● Exercise directions
According to the forum post on grep regular expressions below, which lines does the pattern [(a.*b)] match?

--- Start Excerpt to read ---

LinuxQuestions.org
Welcome to the most active Linux Forum on the web.
Home Forums Tutorials Articles Register
Go Back   LinuxQuestions.org > Forums > Linux Forums > Linux - Newbie
User Name
Password
Linux - Newbie This Linux forum is for members that are new to Linux.
Just starting out and have a question? If it is not in the man pages or the how-to's this is the place!

Notices


Reply
  Search this Thread
Old 12-08-2006, 09:27 AM   #16
matthewg42
Senior Member
 
Registered: Oct 2003
Location: UK
Distribution: Kubuntu 12.10 (using awesome wm though)
Posts: 3,530

Rep: Reputation: 65

When you have a list of RE elements in [square brackets], the square-brackets part matches any of the charatcers between the brackets. So [(a.*b)] matches any line with a, b, . or *.

A good way to test your expressions it to turn on colourised output:
Code:
export GREP_OPTIONS=--colour=auto
And then to type in the grep command with no input file specified and nothing piped in. Then just start typing. When you hit return, if your input line matches you'll see it repeated with the matching parts coloured in:
Code:
$ export GREP_OPTIONS=--colour=auto
$ egrep '[(a.*b)(b.*a)]'
abcdefg.* (we like it)

--- End Excerpt to read ---
--- Start Extracted records ---

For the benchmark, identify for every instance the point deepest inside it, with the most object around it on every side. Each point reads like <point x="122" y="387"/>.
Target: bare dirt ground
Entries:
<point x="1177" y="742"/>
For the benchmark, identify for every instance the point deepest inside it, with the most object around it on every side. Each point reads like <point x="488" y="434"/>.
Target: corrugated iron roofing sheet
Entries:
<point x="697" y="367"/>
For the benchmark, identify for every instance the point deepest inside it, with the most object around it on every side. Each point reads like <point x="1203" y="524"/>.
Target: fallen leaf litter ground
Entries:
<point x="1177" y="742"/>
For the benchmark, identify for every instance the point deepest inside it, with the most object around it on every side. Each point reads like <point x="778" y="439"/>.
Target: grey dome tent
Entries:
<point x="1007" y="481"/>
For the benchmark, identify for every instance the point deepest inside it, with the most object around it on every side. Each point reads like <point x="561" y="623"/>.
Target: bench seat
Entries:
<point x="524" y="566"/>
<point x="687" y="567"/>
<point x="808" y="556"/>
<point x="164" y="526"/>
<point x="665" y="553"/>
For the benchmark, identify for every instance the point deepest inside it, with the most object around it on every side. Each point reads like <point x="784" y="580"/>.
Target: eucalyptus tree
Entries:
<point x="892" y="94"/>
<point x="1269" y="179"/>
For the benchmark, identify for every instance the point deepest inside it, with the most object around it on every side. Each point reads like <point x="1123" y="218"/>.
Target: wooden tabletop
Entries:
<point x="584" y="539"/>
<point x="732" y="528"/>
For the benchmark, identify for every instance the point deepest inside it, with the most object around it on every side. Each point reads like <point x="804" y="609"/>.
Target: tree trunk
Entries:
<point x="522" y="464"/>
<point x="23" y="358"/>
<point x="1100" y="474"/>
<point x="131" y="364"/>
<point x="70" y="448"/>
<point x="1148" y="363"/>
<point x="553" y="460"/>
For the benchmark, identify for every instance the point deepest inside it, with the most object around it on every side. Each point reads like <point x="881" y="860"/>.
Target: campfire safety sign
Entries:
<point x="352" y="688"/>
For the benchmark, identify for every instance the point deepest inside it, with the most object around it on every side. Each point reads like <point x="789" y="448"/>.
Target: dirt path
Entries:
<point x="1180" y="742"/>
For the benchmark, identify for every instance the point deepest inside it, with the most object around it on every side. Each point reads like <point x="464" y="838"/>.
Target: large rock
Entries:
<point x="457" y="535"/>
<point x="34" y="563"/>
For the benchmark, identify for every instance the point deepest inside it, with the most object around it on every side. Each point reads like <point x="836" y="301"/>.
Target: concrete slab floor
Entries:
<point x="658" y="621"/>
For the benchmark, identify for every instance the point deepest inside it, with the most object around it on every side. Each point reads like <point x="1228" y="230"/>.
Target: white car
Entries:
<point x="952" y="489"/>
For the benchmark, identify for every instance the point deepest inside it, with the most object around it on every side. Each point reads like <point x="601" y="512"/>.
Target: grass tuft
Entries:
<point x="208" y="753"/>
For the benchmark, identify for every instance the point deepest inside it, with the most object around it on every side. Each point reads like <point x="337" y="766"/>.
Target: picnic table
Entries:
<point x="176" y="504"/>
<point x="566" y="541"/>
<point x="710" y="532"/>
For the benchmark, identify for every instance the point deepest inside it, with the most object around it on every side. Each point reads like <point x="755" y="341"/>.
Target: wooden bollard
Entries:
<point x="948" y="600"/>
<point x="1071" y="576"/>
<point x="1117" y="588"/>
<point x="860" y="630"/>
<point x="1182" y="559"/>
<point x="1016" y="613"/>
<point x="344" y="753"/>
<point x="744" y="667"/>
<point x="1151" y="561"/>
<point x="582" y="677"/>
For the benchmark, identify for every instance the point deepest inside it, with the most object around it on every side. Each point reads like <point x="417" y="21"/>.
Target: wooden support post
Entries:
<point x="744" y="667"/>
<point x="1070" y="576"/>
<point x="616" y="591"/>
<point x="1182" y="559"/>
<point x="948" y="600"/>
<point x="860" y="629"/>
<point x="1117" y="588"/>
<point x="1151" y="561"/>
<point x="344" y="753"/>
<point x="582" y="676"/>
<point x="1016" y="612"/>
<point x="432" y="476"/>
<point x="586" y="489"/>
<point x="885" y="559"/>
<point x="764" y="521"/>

--- End Extracted records ---

● Response below
Any line that contains a, b, . or *.